● **EXERCISE DESCRIPTION**:
Even if a line seems odd, print it as it is, and include every record.
++++ RECORDS SHOWN ++++
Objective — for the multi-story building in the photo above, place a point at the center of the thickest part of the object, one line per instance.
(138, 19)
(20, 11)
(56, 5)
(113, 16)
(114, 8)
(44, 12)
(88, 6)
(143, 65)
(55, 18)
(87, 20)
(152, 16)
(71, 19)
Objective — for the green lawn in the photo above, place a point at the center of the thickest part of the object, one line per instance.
++++
● **OUTPUT OF THE EXERCISE**:
Objective — for the multi-story building in the photo above, place a point at the center of the thickest part of the object, one line per instance.
(138, 19)
(20, 11)
(56, 5)
(113, 16)
(114, 8)
(44, 12)
(88, 6)
(143, 65)
(55, 18)
(87, 20)
(152, 16)
(71, 19)
Objective — for the green lawn in the photo above, place a point at the center of the thickest part of the object, one line per instance.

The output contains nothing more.